NEXX 3020 (MT7620) Wi-Fi issues

Killbrum · October 22, 2018, 5:57am

I thought same when I tried about ~20 different OpenWrt images :))) but actually no, it is not better. There are two different bugs (or who knows? might be the same bug with different behavior). The first bug leads to unstable connection, low speed, problems with TX/RX power above 10 and possible random router crashes, yep, exactly - OpenWRT crash. The second bug - leads to accidental (or not?) disconnects from AP. I can't recall exact message, but in general, openwrt says that something wrong with the connected client and disconnects it. No speed drop, no package drop, everything is ok, but OpenWRT disconnects that client. Recent patches fixed the first bug, second - no. And still now with patches from September I have random disconnects from AP. I have them ONLY with one device (my Galaxy Note 5). When I'm trying to use my laptop (Intel Centrino blah-blah), it works normal.

P.S. I found one untouched NEXX 3020 with OpenWRT on board. Will upgrade it, and we will see

Killbrum · October 22, 2018, 7:51am

I don't care about kernel version. There are thousands of old devices with outdated core, but they works like a charm. I think that we need to have, as a first thing, working device, and only then - updated kernel. Nobody care about kernel if device works almost like a brick

xeros · October 22, 2018, 8:00pm

@Killbrum, thanks. Yes, I think it's the 2nd bug which I've experienced.

- [REQUIREMENT]: In the thread on NEXX 3020 Wi-Fi issues, which device does Killbrum say is the only one that gets random disconnects from the AP? The material after this thread is separate from it.

- [RAW DATA]:
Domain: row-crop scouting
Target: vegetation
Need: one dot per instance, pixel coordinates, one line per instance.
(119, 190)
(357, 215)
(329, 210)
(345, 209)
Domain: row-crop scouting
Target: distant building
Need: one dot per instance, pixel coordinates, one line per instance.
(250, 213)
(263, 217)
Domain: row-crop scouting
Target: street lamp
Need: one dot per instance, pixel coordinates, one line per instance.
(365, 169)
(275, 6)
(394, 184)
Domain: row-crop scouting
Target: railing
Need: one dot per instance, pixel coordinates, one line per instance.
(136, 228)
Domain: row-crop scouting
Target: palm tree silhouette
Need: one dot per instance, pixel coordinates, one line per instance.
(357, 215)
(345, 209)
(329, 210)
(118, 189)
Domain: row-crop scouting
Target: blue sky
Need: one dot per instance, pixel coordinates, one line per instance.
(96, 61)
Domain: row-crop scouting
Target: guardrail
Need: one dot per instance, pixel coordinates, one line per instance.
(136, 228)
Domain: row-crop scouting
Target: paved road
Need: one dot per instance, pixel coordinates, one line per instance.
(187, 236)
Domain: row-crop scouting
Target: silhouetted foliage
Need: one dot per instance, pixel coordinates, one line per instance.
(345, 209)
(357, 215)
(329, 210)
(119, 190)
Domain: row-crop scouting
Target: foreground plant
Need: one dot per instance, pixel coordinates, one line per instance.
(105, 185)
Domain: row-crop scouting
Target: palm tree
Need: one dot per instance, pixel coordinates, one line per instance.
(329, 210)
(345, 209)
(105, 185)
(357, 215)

- [ANSWER TO THE EXERCISE]: His Galaxy Note 5.